> [Wat wordt gevraagd]: Waarvan is volgens de tekst over het kleuteronderwijs de manier waarop de leraren het leer- en ontwikkelingsgericht aanbod vormgeven een voorbeeld? Antwoord alsjeblieft in een paar woorden.

> [Documenttekst]:
#####

De leraren benutten de beginsituatie van de kleuters om voor iedere kleuter haalbare en uitdagende doelen te stellen en om het onderwijsleerproces af te stemmen op de leer- en ontwikkelingsbehoeften van iedere kleuter. De professionalisering die het kleuterteam doorliep, weerspiegelt zich in de organisatie van het leer- en ontwikkelingsgericht aanbod. Kennis, inzichten en vaardigheden sluiten aan bij het (actuele) beheersingsniveau van de kleuter. Het aanbod is bij uitstek samenhangend, betekenisvol en activerend en ondersteunt het leren en de brede, harmonieuze ontwikkeling. Vertrekkend vanuit de leef- en belevingswereld van de kleuter zorgen de leraren, middels een aangepast

aanbod aan materialen en opdrachten, voor een brede harmonische vorming. De kleuters kunnen al handelend concrete leerervaringen opdoen en daarbij

specifieke kennis en vaardigheden hanteren. Het team heeft vanuit de klasorganisatie en de degelijke voorbereiding en uitwerking van de

onderwijspraktijk constant zicht op de beginsituatie van de kleuters. De inbreng van de leraren om het taalniveau op te tillen, is wezenlijk. De

onderwijsorganisatie bevordert het nastreven van de doelen. De manier waarop de leraren het leer- en ontwikkelingsgericht aanbod vormgeven, is een voorbeeld van goede praktijk.

#####

> [Gegevens uit dataset]:
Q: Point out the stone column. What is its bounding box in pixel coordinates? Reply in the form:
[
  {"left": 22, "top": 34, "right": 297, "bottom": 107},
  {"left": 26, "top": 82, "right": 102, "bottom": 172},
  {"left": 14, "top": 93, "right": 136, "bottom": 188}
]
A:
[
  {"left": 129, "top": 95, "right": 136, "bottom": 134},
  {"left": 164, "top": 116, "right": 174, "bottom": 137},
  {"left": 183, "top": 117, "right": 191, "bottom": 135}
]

#####

> [Resultaat hieronder]: Van goede praktijk.